Task goal
Please edit the items below by changing every "rough mask" to "coarse mask". Leave everything else as it is.

Material provided
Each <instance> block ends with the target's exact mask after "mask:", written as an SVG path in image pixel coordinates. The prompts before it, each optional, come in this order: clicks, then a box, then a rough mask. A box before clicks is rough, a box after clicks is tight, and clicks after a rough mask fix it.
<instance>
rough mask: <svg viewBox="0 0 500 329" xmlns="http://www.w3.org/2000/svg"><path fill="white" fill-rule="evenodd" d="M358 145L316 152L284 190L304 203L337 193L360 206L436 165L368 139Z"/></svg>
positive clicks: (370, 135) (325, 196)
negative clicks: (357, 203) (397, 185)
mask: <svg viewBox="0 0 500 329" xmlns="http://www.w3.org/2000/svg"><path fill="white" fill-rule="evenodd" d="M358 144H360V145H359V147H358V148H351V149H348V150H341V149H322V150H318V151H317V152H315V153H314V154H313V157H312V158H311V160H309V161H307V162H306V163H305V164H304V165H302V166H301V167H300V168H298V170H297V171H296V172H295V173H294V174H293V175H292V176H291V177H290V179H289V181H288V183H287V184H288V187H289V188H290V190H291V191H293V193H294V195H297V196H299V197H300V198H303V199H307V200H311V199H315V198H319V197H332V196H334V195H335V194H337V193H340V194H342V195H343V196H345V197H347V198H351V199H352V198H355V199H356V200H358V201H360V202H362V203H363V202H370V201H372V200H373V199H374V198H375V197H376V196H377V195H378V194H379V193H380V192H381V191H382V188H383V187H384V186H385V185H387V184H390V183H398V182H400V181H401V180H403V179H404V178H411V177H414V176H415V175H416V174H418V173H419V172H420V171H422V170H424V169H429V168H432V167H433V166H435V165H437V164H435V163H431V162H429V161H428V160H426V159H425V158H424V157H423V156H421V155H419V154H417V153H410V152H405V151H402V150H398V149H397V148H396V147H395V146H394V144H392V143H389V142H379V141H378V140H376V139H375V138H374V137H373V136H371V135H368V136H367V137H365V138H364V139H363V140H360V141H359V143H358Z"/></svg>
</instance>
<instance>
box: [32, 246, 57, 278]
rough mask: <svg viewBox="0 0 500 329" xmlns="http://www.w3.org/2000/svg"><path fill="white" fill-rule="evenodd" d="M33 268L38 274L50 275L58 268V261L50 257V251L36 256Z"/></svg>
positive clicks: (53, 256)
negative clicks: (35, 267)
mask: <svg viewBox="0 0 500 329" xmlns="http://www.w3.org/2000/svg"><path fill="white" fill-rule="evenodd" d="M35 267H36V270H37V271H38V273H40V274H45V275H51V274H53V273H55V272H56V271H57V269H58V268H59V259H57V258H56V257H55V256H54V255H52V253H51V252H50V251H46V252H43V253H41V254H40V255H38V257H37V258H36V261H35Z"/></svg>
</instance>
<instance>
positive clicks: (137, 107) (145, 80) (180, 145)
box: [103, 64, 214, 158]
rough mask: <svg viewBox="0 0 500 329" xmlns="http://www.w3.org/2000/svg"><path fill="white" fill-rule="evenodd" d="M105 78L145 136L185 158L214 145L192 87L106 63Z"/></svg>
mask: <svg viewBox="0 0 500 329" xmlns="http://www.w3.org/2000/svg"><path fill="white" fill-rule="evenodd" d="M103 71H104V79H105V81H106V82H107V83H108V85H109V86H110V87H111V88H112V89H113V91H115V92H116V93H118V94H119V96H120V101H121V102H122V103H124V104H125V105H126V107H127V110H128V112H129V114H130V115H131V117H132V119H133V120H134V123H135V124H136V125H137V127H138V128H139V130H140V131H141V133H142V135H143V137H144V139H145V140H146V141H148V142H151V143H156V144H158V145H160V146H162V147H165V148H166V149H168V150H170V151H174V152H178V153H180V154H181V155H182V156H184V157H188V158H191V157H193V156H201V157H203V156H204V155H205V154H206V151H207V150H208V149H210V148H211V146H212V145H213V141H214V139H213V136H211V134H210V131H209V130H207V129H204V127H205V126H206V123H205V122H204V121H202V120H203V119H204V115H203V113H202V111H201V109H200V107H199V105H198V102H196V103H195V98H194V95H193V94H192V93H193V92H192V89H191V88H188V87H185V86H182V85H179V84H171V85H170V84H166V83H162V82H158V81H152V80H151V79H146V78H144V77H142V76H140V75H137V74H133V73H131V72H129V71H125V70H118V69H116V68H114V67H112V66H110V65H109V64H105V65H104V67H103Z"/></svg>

Solved exercise
Each <instance> block ends with the target's exact mask after "mask:", written as an SVG path in image pixel coordinates. The prompts before it, each optional, come in this order: clicks, then a box, then a coarse mask. A box before clicks is rough, a box after clicks is tight, and clicks after a coarse mask fix it.
<instance>
coarse mask: <svg viewBox="0 0 500 329" xmlns="http://www.w3.org/2000/svg"><path fill="white" fill-rule="evenodd" d="M358 145L316 152L284 190L304 203L337 193L360 206L436 165L368 139Z"/></svg>
positive clicks: (370, 135) (325, 196)
negative clicks: (357, 203) (397, 185)
mask: <svg viewBox="0 0 500 329" xmlns="http://www.w3.org/2000/svg"><path fill="white" fill-rule="evenodd" d="M358 144H360V145H359V147H358V148H351V149H348V150H341V149H322V150H318V151H317V152H315V153H314V154H313V157H312V158H311V160H309V161H307V162H306V163H305V164H304V165H302V166H301V167H300V168H298V170H297V171H296V172H295V173H294V174H293V175H292V176H291V177H290V179H289V181H288V183H287V184H288V187H289V188H290V190H291V191H293V193H294V195H297V196H299V197H300V198H303V199H307V200H311V199H315V198H319V197H332V196H334V195H335V194H337V193H340V194H342V195H343V196H345V197H347V198H351V199H352V198H355V199H356V200H358V201H360V202H362V203H363V202H370V201H372V200H373V199H374V198H375V197H376V196H377V195H378V194H379V193H380V192H381V191H382V188H383V187H384V186H385V185H387V184H390V183H398V182H400V181H401V180H403V179H404V178H411V177H414V176H415V175H416V174H418V173H419V172H420V171H422V170H424V169H429V168H432V167H433V166H435V165H437V164H435V163H431V162H429V161H428V160H426V159H425V158H424V157H423V156H421V155H419V154H417V153H410V152H405V151H402V150H398V149H397V148H396V147H395V146H394V144H392V143H389V142H379V141H378V140H376V139H375V138H374V137H373V136H371V135H368V136H367V137H365V138H364V139H363V140H360V141H359V143H358Z"/></svg>
</instance>
<instance>
box: [32, 246, 57, 278]
coarse mask: <svg viewBox="0 0 500 329" xmlns="http://www.w3.org/2000/svg"><path fill="white" fill-rule="evenodd" d="M33 268L38 274L50 275L58 268V261L50 257V251L36 256Z"/></svg>
positive clicks: (53, 256)
negative clicks: (35, 267)
mask: <svg viewBox="0 0 500 329" xmlns="http://www.w3.org/2000/svg"><path fill="white" fill-rule="evenodd" d="M35 267H36V270H37V271H38V273H40V274H45V275H51V274H53V273H55V272H56V271H57V269H58V268H59V259H57V258H56V257H55V256H54V255H52V253H51V252H50V251H46V252H43V253H41V254H40V255H38V257H37V258H36V261H35Z"/></svg>
</instance>
<instance>
positive clicks: (137, 107) (145, 80) (180, 145)
box: [103, 64, 214, 158]
coarse mask: <svg viewBox="0 0 500 329" xmlns="http://www.w3.org/2000/svg"><path fill="white" fill-rule="evenodd" d="M105 78L145 136L185 158L214 145L192 87L106 63Z"/></svg>
mask: <svg viewBox="0 0 500 329" xmlns="http://www.w3.org/2000/svg"><path fill="white" fill-rule="evenodd" d="M103 71H104V79H105V81H106V82H107V83H108V85H109V86H110V87H111V88H112V89H113V91H115V92H116V93H118V94H119V96H120V101H121V102H122V103H124V104H125V105H126V107H127V110H128V112H129V114H130V115H131V117H132V119H133V120H134V123H135V124H136V125H137V127H138V128H139V130H140V131H141V133H142V135H143V137H144V139H145V140H146V141H148V142H151V143H156V144H158V145H160V146H162V147H165V148H166V149H168V150H170V151H174V152H178V153H180V154H181V155H182V156H184V157H188V158H191V157H193V156H201V157H203V156H204V155H205V154H206V151H207V150H208V149H210V148H211V146H212V145H213V141H214V139H213V136H211V134H210V131H209V130H207V129H204V127H205V126H206V123H205V122H204V121H202V120H203V119H204V115H203V113H202V111H201V109H200V107H199V105H198V102H196V103H195V98H194V95H193V94H192V93H193V92H192V89H191V88H188V87H185V86H182V85H179V84H171V85H170V84H166V83H162V82H158V81H152V80H151V79H146V78H144V77H142V76H140V75H137V74H133V73H131V72H129V71H125V70H118V69H116V68H114V67H112V66H110V65H109V64H105V65H104V67H103Z"/></svg>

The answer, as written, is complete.